**TASK DETAILS:**
Rewrite the listing below with "photo" swapped for "image" everywhere and nothing else changed. Leave the pictures out of your answer.

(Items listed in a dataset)
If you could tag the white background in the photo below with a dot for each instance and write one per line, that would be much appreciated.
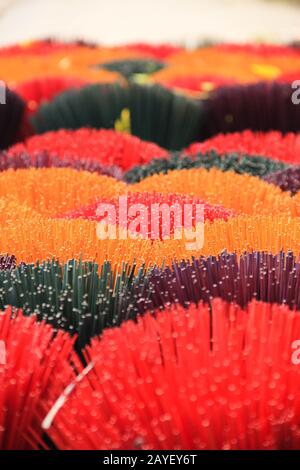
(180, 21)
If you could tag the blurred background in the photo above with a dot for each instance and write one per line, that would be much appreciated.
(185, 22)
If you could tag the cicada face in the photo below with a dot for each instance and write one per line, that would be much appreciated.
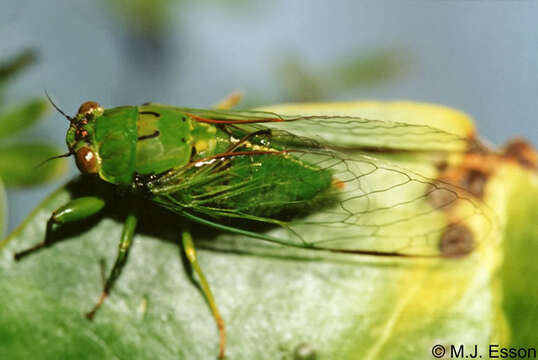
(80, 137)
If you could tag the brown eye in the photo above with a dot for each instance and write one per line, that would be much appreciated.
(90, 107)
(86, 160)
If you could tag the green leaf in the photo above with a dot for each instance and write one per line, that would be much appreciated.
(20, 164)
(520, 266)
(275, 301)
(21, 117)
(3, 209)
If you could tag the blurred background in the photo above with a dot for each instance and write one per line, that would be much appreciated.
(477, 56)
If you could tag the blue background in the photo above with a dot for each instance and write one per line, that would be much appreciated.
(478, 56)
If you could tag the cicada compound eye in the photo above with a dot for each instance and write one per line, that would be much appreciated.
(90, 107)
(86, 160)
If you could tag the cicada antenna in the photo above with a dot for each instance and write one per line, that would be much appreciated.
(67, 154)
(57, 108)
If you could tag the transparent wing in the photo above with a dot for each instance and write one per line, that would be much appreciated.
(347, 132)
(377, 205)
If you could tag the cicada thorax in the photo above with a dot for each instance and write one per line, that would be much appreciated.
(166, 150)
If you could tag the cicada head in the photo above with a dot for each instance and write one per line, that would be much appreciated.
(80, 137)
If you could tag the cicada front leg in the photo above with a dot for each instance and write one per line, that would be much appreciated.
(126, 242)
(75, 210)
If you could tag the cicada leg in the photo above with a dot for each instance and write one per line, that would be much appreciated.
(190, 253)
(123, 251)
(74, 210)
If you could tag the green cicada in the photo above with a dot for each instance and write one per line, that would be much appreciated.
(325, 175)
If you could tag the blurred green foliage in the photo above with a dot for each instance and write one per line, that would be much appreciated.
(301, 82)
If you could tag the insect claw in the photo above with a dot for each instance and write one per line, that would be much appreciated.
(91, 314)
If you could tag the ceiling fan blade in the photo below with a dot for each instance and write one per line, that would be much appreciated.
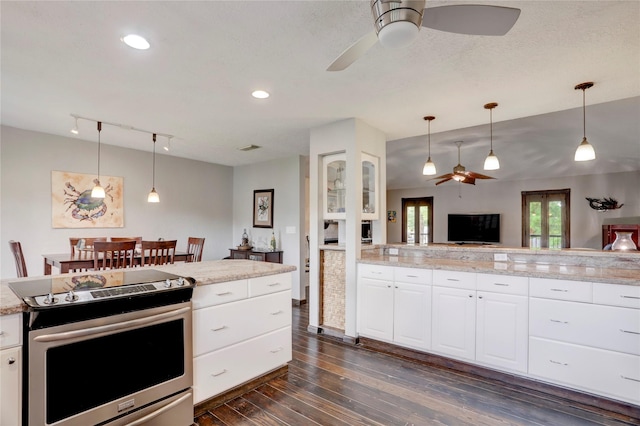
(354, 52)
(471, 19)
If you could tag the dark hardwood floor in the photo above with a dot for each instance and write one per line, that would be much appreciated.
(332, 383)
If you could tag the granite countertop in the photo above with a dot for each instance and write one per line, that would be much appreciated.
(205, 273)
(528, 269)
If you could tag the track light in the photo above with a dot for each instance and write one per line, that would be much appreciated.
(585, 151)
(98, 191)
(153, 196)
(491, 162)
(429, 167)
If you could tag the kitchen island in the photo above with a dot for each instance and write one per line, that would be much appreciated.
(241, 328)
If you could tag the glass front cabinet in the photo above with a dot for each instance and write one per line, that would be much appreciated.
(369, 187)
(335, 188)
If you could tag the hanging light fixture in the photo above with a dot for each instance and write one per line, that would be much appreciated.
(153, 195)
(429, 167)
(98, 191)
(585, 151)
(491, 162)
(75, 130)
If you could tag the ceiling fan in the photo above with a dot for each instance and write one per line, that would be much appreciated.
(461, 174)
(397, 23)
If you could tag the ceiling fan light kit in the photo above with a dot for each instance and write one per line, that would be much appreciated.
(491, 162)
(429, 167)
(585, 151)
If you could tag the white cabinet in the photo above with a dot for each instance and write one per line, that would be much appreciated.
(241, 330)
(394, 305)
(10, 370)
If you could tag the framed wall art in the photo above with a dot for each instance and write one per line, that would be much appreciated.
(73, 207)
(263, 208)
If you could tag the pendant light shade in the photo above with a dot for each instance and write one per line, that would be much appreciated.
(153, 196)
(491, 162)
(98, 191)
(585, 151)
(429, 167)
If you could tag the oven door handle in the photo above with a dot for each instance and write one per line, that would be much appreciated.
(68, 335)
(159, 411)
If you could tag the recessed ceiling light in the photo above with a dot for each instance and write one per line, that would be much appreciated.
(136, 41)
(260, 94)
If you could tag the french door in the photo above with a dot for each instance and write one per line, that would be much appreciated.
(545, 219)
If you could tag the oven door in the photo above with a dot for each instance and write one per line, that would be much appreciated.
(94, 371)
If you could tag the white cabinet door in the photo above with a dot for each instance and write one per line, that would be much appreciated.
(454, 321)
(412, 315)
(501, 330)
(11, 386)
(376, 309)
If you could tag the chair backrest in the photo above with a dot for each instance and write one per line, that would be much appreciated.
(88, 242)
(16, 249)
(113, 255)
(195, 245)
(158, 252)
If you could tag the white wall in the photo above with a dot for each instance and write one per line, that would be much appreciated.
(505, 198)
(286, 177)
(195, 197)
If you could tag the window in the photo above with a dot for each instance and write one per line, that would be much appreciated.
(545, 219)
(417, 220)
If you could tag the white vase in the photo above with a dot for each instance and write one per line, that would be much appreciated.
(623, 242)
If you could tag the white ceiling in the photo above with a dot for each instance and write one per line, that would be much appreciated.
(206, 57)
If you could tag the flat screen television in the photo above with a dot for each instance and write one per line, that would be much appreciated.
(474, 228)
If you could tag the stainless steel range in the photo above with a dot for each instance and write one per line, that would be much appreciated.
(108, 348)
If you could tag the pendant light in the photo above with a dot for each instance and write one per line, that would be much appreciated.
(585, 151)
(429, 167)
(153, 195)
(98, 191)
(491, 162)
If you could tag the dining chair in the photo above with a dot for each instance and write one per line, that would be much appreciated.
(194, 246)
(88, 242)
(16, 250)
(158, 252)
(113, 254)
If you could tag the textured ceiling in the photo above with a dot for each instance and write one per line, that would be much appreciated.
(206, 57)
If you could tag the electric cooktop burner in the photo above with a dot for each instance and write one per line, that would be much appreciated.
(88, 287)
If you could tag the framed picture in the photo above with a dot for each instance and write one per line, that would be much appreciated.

**RESULT BELOW:**
If you could tag the white background in the image below with a dot for each instance and write one per line, that would be much appreciated.
(180, 21)
If you could tag the blurred background in the image above with a dot for each instance and write one per line, that would be much appreciated.
(185, 22)
If you could tag the cicada face in the image below with a dot for each instance and write one per line, that would be much appreciated.
(80, 137)
If you could tag the brown eye in the image above with a dot for each instance and write one per line, that would be much appreciated.
(90, 107)
(86, 160)
If you could tag the green leaf in the image above with a dot for each instance and write one per line, that would be much appreciated.
(20, 164)
(520, 266)
(275, 301)
(21, 117)
(3, 209)
If you could tag the blurred background in the image above with a dot for each instance and write one per line, that would be much appreciated.
(477, 56)
If you could tag the blue background in the image above with a dot for each instance and write one per line, that would be much appreciated.
(478, 56)
If you could tag the cicada compound eye in the image above with a dot for each instance and write one per line, that would be much appreciated.
(90, 107)
(86, 160)
If you could tag the cicada antenna in the image above with a dot for each instance and write one per line, that would be much appreciated.
(67, 154)
(57, 108)
If you could tag the transparent wing in the image above with a dot for each instance and write one per line, that would be much appreciated.
(347, 132)
(377, 205)
If you could tag the cicada thorax in the image above with a dot for each instance and write one per line, that would be much appreciated.
(166, 150)
If you could tag the cicada head in the image above with a dot for each instance and write one per line, that would be much appreciated.
(80, 137)
If you could tag the cicada front leg in the image above with a dot for each instance and write one per line, that would be much appreciated.
(126, 242)
(75, 210)
If you could tag the cicada leg in the image above with a dot for each instance and write one per line, that would be much appreciated.
(190, 253)
(123, 251)
(74, 210)
If you could tag the green cicada in the image above with a dot for each instance and write one per line, that would be much appreciated.
(325, 175)
If you could tag the blurred green foliage in the image above with a dot for each instance and write one per line, that would be much appreciated.
(301, 82)
If you could tag the insect claw in the image above with a dot for each instance and write one per line, that would be much appreciated.
(91, 314)
If you could tag the ceiling fan blade in the image below with a dot for each instance and write one per line, that would be much appreciated.
(354, 52)
(471, 19)
If you could tag the dark hardwood floor in the image above with a dot for each instance and write one per line, that would be much appreciated.
(332, 383)
If you could tag the granite countertop in the image above with a dot for each instance and write one per line, that would be much appreciated.
(205, 273)
(528, 269)
If you could tag the track light in the image above with a dot for each instance and write one per line, that would be much appreciated.
(585, 151)
(98, 191)
(153, 196)
(491, 162)
(429, 167)
If you could tag the kitchen island in the image above with a dot for each instance and write one per line, that would be much appreciated.
(241, 328)
If you could tag the glass front cabinet in the image above with a dot for each instance and write one per line, that would be much appreciated.
(369, 187)
(335, 188)
If you could tag the hanging light fixture in the image above with a dot for each instance and write one per line, that would be much appreciated.
(153, 195)
(429, 167)
(98, 191)
(585, 151)
(491, 162)
(75, 130)
If you could tag the ceiling fan in the image above with a dot for each instance and write one per line, that would be much appreciated.
(461, 174)
(397, 23)
If you could tag the ceiling fan light kit in the image above with a dot for each instance and write one per line, that would be much appreciated.
(491, 162)
(429, 167)
(585, 151)
If you could tag the white cabinet in the image above with a dot for each instance and write one per line, that would be much appreciated.
(241, 330)
(394, 305)
(10, 370)
If you could tag the framed wall art in the image above with a dot for each instance and write one per line, that would be much appreciated.
(73, 207)
(263, 208)
If you could tag the pendant light shade in the image above with a dot for each instance and write one per line, that would be much appreciated.
(153, 196)
(491, 162)
(98, 191)
(585, 151)
(429, 167)
If you could tag the oven door handle in the image above with a dot for each instance and write one per line, that would be much appreciated.
(68, 335)
(159, 411)
If you could tag the recessed ceiling light in the image above with a dot for each instance and write one per line, that would be much appreciated.
(136, 41)
(260, 94)
If you could tag the french door in the image above with a dot for each instance and write one per line, that would be much appreciated.
(545, 219)
If you could tag the oven door in the image above with a dot for each instance and write one per line, that would be much appreciated.
(94, 371)
If you could tag the white cabinet door in the image above with a dot for each instance and write one per line, that would be much appreciated.
(454, 321)
(412, 315)
(501, 330)
(11, 386)
(376, 309)
If you could tag the chair backrest in the image above with a dot for each instance and write one per line, that would be much appreciated.
(88, 242)
(16, 249)
(113, 255)
(195, 245)
(158, 252)
If you could tag the white wall in the image above with a dot for each instance and write one per line, that would be much appreciated.
(505, 198)
(286, 177)
(195, 197)
If you could tag the window in the image above with a dot for each instance and write one per line, that would be much appreciated.
(545, 219)
(417, 220)
If you could tag the white vase in the image above with a dot for each instance and write one per line, that would be much appreciated.
(623, 242)
If you could tag the white ceiling in the image above with a dot for each instance and write one per line, that would be much appreciated.
(206, 57)
If you could tag the flat screen television in the image above with a dot for each instance and write one per line, that would be much appreciated.
(474, 228)
If you could tag the stainless steel range in the image above with a dot for each instance and write one per line, that would be much appreciated.
(108, 348)
If you could tag the pendant light in the image above with a dot for each instance and write one per line, that would be much appreciated.
(585, 151)
(429, 167)
(153, 195)
(98, 191)
(491, 162)
If you could tag the dining chair in the image above with a dot for each instance and write one per line, that would be much appreciated.
(194, 246)
(88, 242)
(16, 250)
(158, 252)
(113, 254)
If you could tag the textured ceiling in the image above with a dot for each instance and write one per line, that would be much appreciated.
(206, 57)
If you could tag the electric cooktop burner in the image above with a dot for each instance and write one per line, that would be much appreciated.
(88, 287)
If you could tag the framed picture in the image above with a dot for each instance and write one per line, that would be much appreciated.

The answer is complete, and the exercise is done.